TASK TO COMPLETE | Return, from the listing below, each line where the word "window" appears.

Segment Start: SOURCE DATA

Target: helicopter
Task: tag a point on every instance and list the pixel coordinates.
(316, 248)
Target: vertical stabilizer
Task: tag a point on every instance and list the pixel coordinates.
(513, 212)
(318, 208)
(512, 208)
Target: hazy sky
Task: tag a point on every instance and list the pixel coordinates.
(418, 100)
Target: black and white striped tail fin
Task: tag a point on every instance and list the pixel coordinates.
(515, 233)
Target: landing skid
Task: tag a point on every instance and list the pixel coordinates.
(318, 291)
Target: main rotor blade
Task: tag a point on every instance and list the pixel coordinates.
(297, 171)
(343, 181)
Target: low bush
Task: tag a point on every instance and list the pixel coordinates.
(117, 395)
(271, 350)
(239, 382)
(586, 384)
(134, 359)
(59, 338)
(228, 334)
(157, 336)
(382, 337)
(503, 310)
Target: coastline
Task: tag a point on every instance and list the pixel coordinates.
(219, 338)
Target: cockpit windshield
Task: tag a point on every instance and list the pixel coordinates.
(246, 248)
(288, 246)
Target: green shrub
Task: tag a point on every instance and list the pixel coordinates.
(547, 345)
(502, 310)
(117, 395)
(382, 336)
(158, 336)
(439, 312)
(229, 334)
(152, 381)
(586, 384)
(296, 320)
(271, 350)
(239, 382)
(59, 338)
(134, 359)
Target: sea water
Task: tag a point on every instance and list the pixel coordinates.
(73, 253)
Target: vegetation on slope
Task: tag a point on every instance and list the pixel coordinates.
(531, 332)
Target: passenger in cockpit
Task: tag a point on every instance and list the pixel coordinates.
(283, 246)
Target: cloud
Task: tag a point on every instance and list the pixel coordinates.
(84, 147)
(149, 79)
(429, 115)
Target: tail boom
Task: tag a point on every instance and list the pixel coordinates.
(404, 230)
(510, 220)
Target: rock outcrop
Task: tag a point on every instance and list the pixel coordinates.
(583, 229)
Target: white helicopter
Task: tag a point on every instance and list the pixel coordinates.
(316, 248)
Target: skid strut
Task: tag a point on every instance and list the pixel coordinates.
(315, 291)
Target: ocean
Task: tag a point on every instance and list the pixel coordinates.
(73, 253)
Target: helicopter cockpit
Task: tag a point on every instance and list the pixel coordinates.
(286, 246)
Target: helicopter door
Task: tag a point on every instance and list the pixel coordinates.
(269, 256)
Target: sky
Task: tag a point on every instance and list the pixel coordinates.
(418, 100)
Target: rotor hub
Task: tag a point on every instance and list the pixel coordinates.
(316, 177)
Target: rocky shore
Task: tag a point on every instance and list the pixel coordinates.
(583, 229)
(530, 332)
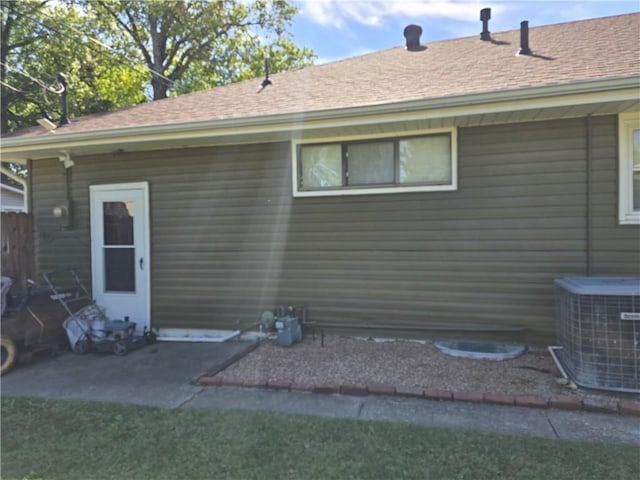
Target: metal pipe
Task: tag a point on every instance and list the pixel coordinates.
(557, 361)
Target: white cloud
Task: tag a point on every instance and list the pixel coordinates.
(374, 12)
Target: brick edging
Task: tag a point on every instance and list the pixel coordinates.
(560, 402)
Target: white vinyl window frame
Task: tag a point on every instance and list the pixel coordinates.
(374, 189)
(627, 123)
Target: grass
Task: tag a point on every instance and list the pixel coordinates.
(57, 439)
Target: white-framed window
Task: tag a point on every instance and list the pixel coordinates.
(629, 168)
(417, 161)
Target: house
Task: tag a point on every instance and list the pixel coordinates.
(12, 198)
(433, 189)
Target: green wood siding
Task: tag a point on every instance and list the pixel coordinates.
(228, 240)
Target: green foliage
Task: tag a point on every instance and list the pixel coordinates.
(56, 439)
(108, 50)
(193, 44)
(42, 38)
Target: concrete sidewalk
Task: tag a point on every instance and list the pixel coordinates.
(163, 375)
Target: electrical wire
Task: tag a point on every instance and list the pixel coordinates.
(11, 87)
(95, 41)
(33, 79)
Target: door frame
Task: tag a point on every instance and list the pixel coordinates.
(97, 269)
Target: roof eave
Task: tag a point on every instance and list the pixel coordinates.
(614, 89)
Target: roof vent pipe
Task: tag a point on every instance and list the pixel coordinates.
(412, 34)
(62, 80)
(524, 39)
(485, 16)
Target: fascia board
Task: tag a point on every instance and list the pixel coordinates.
(596, 91)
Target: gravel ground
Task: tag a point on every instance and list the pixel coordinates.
(359, 361)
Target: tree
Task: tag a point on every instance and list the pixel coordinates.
(196, 44)
(40, 39)
(116, 52)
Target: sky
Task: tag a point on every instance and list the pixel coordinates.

Segment End: SOURCE DATA

EXERCISE RESULT |
Target: white vinyl window frame
Target: white-framed window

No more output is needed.